> INSTRUCTIONS TO FOLLOW
Reproduce the stretch of data from its first line through the line containing "346 1017 L 348", with both ends included and every character unchanged.

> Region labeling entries

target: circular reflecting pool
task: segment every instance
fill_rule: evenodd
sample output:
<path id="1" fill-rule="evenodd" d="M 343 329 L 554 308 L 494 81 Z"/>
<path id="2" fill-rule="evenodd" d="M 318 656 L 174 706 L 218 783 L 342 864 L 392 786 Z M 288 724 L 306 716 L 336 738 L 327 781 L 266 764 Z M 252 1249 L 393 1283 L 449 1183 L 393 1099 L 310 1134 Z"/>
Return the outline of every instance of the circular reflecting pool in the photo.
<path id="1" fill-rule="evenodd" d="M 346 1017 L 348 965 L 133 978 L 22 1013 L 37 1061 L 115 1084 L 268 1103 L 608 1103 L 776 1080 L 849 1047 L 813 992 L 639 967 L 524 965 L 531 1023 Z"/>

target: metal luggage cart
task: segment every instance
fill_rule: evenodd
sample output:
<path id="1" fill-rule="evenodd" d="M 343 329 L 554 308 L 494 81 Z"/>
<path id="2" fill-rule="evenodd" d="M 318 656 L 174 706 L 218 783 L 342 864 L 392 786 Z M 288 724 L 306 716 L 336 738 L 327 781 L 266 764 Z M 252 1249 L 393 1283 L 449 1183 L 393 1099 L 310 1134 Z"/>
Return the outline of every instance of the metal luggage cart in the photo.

> SOLUTION TO THIS EXERCISE
target: circular reflecting pool
task: segment every instance
fill_rule: evenodd
sample output:
<path id="1" fill-rule="evenodd" d="M 343 329 L 554 308 L 494 81 Z"/>
<path id="2" fill-rule="evenodd" d="M 318 656 L 174 706 L 218 783 L 342 864 L 392 786 Z M 288 724 L 306 716 L 336 738 L 327 781 L 266 764 Z M 252 1249 L 393 1283 L 449 1183 L 393 1099 L 310 1134 Z"/>
Return the outline of every instance of the circular reflecting pool in the photo.
<path id="1" fill-rule="evenodd" d="M 346 1017 L 348 965 L 133 978 L 22 1013 L 37 1061 L 115 1084 L 268 1103 L 608 1103 L 776 1080 L 849 1047 L 813 992 L 639 967 L 524 965 L 531 1023 Z"/>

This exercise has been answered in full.